→ **TASKS TO CARRY OUT**:
1) From the passage about Pinchas below, extract word for word the part that opens with the words containing "The essence of" and closes with "him in a wondrous manner.".
2) Decide whether each statement below agrees with the passage about Pinchas. Answer yes or no for each, and quote exactly the words of the passage that decide it.
(a) Seeing Pinchas in a dream means a wonder is wrought for the one who sees him.
(b) Pinchas had to re-awaken his self-sacrifice each time he faced a challenge.
(c) Pinchas went on self-sacrifice only when it was demanded of him.
3) Continue the passage about Pinchas below from the point where it stops.

→ **DOCUMENT**:
########

It is for the reason that one who sees Pinchas in a dream has “wonder wrought for him.” The statement is expressed in the singular—though many miracles may occur for the individual—to express that all the many miracles that may occur are a result of the singular wonder of transcending nature.[3]

The essence of Pinchas

From the fact that one sees Pinchas in a dream has a miracle wrought for him “as was done for Pinchas,” it is understood that the concept of “wonder” was Pinchas’s primary trait.

For, if it would only to have been a one-time occurrence, it would make no sense to assume that because there was one instance that a wonder happened to Pinchas that seeing him in a dream would mean that G-d will act to the individual in a wondrous manner.

Rather, Pinchas’s whole manner of service to the Almighty was wondrous and therefore—tit for tat—G-d responded in kind and acted towards him in a wondrous manner.

To explain:

The concept of a miracle in one’s personal service to G-d is the idea of self-sacrifice. Similarly that the concept of a miracle is expressive that nothing stands in G-d’s way, and that he will break natural law, in order for his wish to be fulfilled, the same is with self-sacrifice. Self-sacrifice expresses the tenacity of man that he will not let anything stand in the way of fulfilling G-d’s wishes—no matter the odds.

Dependent on the manner in which a person sacrifices themselves to G-d, is as a response the way that G-d relates to man:

There is one individual who generally serves G-d in a rational way. However, when faced with a challenge he will rise to the occasion and have self-sacrifice. This being the case though, it is clear, that because he usually serves G-d in a logical manner that he must re-awaken the super-rational in each scenario that he is faced with a challenge.

There is another type of individual though that his entire identity is super-rational and permeated with self-sacrifice. This individual has no personal desire whatsoever. Instead, his whole personality is completely bequeathed to G-d’s will. His self-sacrifice is the natural result of his identity and he need not awaken this trait in each instance that he is faced with a challenge.

This second level, was Pinchas. He went on self-sacrifice even in an instance that it was not demanded from him, because in his mindset, it was impossible for an individual to transgress G-d’s desire.

########

→ **DATA EXCERPT**:

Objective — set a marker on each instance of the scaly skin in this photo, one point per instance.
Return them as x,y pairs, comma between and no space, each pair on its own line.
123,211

########

→ **TASK ANSWERS**:
1)
The essence of Pinchas

From the fact that one sees Pinchas in a dream has a miracle wrought for him “as was done for Pinchas,” it is understood that the concept of “wonder” was Pinchas’s primary trait.

For, if it would only to have been a one-time occurrence, it would make no sense to assume that because there was one instance that a wonder happened to Pinchas that seeing him in a dream would mean that G-d will act to the individual in a wondrous manner.

Rather, Pinchas’s whole manner of service to the Almighty was wondrous and therefore—tit for tat—G-d responded in kind and acted towards him in a wondrous manner.

2)
(a) Yes: "one who sees Pinchas in a dream has “wonder wrought for him.”"
(b) No: "he need not awaken this trait in each instance that he is faced with a challenge" and "This second level, was Pinchas."
(c) No: "He went on self-sacrifice even in an instance that it was not demanded from him"

3)
This is expressed in the Talmud’s statement concerning Pinchas’s action:


Text 8

Chisda said: If the zealot comes to take counsel [whether to punish the transgressor who cohobates with a heathen woman], we do not instruct him to do so. It has been stated likewise: Rabbah b. Bar Chana said in R. Yochanan’s name: If he comes to take counsel, we do not instruct him to do so.

Talmud, Sanhedrin 82a


Pinchas did not sacrifice because he was placed into a situation where this was the only manner to fulfill G-d’s will. For were he to have asked, the sages would tell him that he is not obligated to act in the manner that he did.[4]

Rather, Pinchas did not make a calculation of how he should or shouldn’t act. Instead, because his whole identity was completely dedicated to G-d, he acted in the only way that was natural for him.

Being that G-d responds in kind, the manner that G-d acted towards him, was as well complete transcendent of nature.

Pinchas’s reward

Concerning the reward for Pinchas’s actions, the verse states:


Text 9

It shall be for him and for his descendants after him [as] an eternal covenant of kehunah, because he was zealous for his G-d and atoned for the children of Israel.”

Bamidbar 25:13


According to the simple meaning of the verse this means (Rashi, ibid, Talmud, Zevachim 101b) that Pinchas was not made a kohen until he killed Zimri.”

The reward that Pinchas received—that he became a kohen—correlates as well to the manner in which he served G-d. Because he was a wondrous individual, reward as well was wondrous.

The entire idea of the priesthood is something that is passed down naturally from father to child. In this instance though Pinchas—as a reward was given priesthood.

The reason is, because Pinchas’s actions transcended the logic of Torah—for would he have to have asked the sages how to act they would not advise him to execute Zimri—so too his reward as well transcended the natural logic of Torah. So although, according to regular Torah logic the priesthood is not something that one receives as a reward, nevertheless, Pinchas received the priesthood as a result of his personality that transcended nature.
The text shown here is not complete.